EXERCISE REQUIREMENTS
1 > In the article below on moving legacy apps to the cloud, which hyperscale clouds are named?
2 > Return the stretch of the cloud migration article below from "November 05, 2020" through "of the business.", copied word for word.

PASSAGE PROVIDED

What's the Best Way to Move My Legacy Apps to the Cloud?

November 05, 2020 4 min Read

Ready to “cloudify” your apps? Watch the webinar replay here.


Most companies we talk to are not sure of the best way to migrate mission critical legacy apps to the cloud.

First, we should define mission critical legacy apps (MCLAs): these are business applications like Enterprise Resource Planning (ERP) for manufacturers, Electronic Medical Records (EMR) for healthcare providers, and accounting systems for most organizations. These apps typically have a huge impact on delivering products and services, tracking revenue, profitability, managing client relationships, and managing finances. They are often called the core applications of the business.

From an IT perspective, mission critical legacy apps have a few characteristics that make them tricky to move to the cloud:

  1. MCLAs typically are cloud-unaware because they weren’t born in the cloud. MCLAs are dumb apps on smart hardware. These apps were designed assuming resiliency in the underlying hardware including server, network, and storage failsafes to automatically reduce the risk of an application outage.
  2. Clouds are different. Some clouds deliver this underlying system resiliency with zero changes to the apps. Other clouds, including the hyperscale clouds like AWS, Azure, and Google Cloud Platform, expect your IT organization to build automation to mimic this smart hardware resiliency, using complex failure plans, automation, and scripting instead.

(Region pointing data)
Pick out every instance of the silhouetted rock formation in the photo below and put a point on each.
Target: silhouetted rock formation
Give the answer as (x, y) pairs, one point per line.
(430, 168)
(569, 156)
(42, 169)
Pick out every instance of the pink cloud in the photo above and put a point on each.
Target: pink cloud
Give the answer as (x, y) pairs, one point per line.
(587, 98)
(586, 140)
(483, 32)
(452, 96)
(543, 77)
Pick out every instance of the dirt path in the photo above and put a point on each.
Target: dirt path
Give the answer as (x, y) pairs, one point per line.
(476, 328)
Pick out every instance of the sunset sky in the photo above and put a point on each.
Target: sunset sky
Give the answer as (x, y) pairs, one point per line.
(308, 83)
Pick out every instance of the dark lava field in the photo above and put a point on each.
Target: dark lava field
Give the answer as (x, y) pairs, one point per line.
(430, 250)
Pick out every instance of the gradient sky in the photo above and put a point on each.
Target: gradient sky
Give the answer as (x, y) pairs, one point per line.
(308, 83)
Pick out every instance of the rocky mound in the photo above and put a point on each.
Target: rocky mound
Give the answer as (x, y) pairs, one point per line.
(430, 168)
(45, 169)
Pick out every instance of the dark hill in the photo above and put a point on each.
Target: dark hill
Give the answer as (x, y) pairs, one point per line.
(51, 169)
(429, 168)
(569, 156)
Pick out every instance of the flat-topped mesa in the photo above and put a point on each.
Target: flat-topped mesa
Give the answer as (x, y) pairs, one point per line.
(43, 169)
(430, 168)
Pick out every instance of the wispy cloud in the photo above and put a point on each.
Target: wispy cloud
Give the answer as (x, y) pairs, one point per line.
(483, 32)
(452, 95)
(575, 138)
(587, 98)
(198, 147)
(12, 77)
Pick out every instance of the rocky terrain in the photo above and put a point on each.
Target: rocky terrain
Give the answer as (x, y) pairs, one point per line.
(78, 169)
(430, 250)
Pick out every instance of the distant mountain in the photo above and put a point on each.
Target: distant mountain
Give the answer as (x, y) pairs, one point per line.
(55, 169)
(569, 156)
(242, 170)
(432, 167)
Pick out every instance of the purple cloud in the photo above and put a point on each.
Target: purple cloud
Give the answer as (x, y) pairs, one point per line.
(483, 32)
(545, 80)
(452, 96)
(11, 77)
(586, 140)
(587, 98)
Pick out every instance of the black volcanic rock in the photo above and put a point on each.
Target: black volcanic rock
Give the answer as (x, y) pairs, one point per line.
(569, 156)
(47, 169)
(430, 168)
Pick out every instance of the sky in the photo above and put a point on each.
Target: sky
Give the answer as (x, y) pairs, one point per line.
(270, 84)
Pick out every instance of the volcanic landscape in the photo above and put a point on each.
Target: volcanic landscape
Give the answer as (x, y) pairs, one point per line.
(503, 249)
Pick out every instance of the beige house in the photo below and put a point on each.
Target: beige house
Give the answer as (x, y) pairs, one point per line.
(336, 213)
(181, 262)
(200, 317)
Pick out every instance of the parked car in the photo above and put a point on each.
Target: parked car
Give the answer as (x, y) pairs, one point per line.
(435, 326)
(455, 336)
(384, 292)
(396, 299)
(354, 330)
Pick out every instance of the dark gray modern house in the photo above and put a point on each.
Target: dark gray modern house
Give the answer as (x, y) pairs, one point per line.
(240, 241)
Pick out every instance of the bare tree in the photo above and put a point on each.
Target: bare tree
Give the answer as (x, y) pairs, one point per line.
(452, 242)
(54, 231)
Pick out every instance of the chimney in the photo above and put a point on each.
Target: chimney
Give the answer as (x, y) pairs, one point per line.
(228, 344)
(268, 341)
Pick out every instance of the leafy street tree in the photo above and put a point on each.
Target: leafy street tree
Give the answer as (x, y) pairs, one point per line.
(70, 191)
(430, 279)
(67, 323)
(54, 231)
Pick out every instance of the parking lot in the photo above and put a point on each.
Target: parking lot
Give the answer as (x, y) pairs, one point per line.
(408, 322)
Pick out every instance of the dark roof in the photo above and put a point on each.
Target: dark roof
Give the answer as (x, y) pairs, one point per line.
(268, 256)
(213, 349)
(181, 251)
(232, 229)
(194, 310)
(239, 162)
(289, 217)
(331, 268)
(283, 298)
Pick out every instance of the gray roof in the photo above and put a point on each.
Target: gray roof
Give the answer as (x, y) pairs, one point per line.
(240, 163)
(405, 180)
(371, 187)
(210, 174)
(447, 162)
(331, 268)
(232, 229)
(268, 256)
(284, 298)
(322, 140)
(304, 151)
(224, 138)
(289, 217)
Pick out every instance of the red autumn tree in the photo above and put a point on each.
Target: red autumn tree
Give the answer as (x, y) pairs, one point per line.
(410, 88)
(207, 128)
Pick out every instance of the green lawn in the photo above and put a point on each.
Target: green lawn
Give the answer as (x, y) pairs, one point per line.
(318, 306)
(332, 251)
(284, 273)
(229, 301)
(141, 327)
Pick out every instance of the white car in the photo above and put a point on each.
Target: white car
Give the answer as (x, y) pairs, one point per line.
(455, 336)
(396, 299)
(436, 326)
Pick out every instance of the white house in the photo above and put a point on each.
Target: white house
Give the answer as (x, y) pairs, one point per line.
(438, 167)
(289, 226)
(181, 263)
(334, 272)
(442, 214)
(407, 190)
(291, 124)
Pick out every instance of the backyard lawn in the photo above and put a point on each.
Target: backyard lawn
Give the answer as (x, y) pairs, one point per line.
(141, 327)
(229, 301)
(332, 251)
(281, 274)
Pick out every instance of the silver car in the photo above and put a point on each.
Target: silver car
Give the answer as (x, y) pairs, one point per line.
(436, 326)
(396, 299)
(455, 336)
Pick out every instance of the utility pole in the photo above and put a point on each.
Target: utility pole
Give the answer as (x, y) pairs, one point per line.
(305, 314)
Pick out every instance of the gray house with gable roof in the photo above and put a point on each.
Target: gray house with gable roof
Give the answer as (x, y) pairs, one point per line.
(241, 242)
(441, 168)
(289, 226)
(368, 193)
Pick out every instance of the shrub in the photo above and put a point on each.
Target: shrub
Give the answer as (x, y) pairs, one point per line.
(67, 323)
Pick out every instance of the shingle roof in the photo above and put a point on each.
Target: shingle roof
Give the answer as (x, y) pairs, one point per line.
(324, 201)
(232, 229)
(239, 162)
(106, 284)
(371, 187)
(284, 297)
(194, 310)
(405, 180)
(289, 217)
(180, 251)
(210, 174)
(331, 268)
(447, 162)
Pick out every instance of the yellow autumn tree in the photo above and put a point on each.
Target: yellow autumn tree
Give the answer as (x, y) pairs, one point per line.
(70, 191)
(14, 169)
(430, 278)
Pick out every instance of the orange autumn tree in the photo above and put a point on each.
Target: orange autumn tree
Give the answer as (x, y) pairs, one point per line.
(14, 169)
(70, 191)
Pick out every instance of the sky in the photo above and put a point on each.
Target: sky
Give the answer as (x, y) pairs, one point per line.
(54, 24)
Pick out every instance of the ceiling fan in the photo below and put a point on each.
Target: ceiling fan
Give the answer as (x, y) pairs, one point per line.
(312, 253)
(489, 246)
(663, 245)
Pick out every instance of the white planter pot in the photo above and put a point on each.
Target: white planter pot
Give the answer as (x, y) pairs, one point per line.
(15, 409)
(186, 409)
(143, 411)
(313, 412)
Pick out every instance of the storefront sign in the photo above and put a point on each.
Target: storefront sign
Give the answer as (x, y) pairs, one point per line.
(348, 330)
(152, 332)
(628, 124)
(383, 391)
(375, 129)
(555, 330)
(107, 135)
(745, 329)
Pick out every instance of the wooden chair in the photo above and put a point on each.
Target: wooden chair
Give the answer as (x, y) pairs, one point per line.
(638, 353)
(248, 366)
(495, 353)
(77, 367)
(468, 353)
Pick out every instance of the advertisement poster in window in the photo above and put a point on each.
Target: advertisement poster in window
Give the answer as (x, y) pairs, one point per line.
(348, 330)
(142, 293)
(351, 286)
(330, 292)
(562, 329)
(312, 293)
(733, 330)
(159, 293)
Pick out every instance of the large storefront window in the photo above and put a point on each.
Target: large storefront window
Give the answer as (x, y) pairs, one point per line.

OUTPUTS BY TASK
1 > AWS, Azure, and Google Cloud Platform.

2 >
November 05, 2020 4 min Read

Ready to “cloudify” your apps? Watch the webinar replay here.


Most companies we talk to are not sure of the best way to migrate mission critical legacy apps to the cloud.

First, we should define mission critical legacy apps (MCLAs): these are business applications like Enterprise Resource Planning (ERP) for manufacturers, Electronic Medical Records (EMR) for healthcare providers, and accounting systems for most organizations. These apps typically have a huge impact on delivering products and services, tracking revenue, profitability, managing client relationships, and managing finances. They are often called the core applications of the business.